Le parole dell'ex ct della Nazionale

Lunga intervista concessa da Marcello Lippi, ex ct della Nazionale, ai microfoni di Repubblica. Il tecnico ha affrontato il tema Coronavirus, avendo lui vissuto per molto tempo in Cina, ma non solo.

Là è cominciato tutto, là forse tutto sta finendo: cosa ne pensa?

«Che è stato giustissimo, sacrosanto chiudere qui da noi come in Cina. Loro ce l' hanno fatta e ce la faremo anche noi».

Ha paura?

«No, e non chiedetemi perché. Certo non sono un incosciente. Ma adesso quello che conta è essere prudenti e responsabili. Domenica, qui a Viareggio c'era un sole splendido, pareva già estate e la gente si affollava nei ristoranti, nei bar, nelle gelaterie. "Ma siete matti?" pensavo io. Non state sentendo cosa succede? Una prova di irresponsabilità scoraggiante anche da parte di chi, dal nord, è sceso nelle seconde case in Versilia e all' Elba. Ma non più tardi di due giorni dopo sembrava di stare in guerra».

Non crede che lo sport si sia mosso con un po' di ritardo? Il calcio, specialmente.
──────────
Compito da svolgere:
Rispondi alle domande sull'intervista a Marcello Lippi.
(a) A quale testata è stata concessa l'intervista?
(b) In quale città Lippi ha visto la gente affollare ristoranti, bar e gelaterie quella domenica?
(c) Dove si erano recati, secondo Lippi, quelli scesi dal nord?
I dati riportati più avanti non servono per lo svolgimento.

Dati memorizzati:
──────────
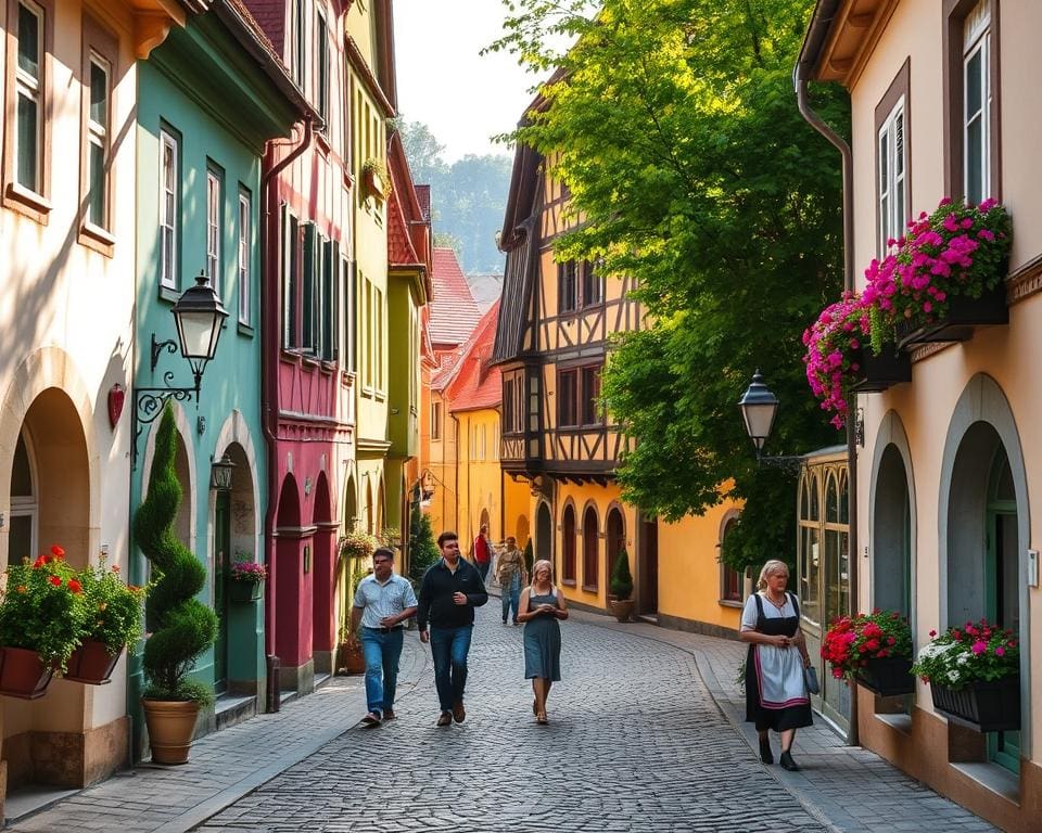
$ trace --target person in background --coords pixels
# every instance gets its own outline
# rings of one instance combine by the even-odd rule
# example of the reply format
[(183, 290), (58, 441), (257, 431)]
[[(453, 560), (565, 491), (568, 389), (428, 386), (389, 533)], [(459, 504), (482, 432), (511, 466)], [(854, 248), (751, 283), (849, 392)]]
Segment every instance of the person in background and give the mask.
[(796, 730), (811, 726), (811, 699), (803, 668), (811, 664), (800, 630), (800, 603), (786, 592), (789, 568), (784, 561), (768, 561), (760, 571), (758, 592), (746, 600), (738, 636), (749, 643), (746, 658), (746, 721), (760, 734), (760, 759), (774, 762), (770, 730), (782, 734), (778, 762), (799, 771), (792, 760)]
[(488, 601), (488, 591), (476, 567), (459, 558), (456, 533), (442, 533), (437, 536), (437, 546), (442, 558), (423, 574), (416, 621), (420, 642), (431, 643), (434, 687), (441, 705), (437, 726), (448, 726), (454, 719), (461, 723), (467, 717), (463, 688), (467, 684), (467, 654), (474, 630), (474, 607)]
[(524, 553), (518, 549), (518, 540), (512, 535), (507, 538), (506, 549), (499, 553), (496, 564), (496, 581), (503, 594), (503, 624), (507, 624), (510, 608), (513, 608), (513, 624), (518, 621), (518, 604), (521, 601), (521, 585), (528, 584), (529, 574), (524, 568)]
[(518, 614), (524, 623), (524, 678), (532, 680), (532, 712), (537, 723), (548, 722), (546, 699), (550, 685), (561, 679), (561, 626), (557, 620), (568, 618), (568, 605), (554, 584), (551, 569), (548, 561), (535, 562), (532, 585), (521, 593)]
[(372, 574), (358, 582), (351, 608), (351, 632), (359, 632), (366, 657), (366, 701), (369, 714), (361, 721), (380, 726), (394, 719), (394, 693), (405, 621), (416, 613), (412, 585), (394, 573), (394, 550), (381, 547), (372, 553)]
──────────
Esercizio svolto:
(a) A Repubblica.
(b) A Viareggio.
(c) Nelle seconde case in Versilia e all'Elba.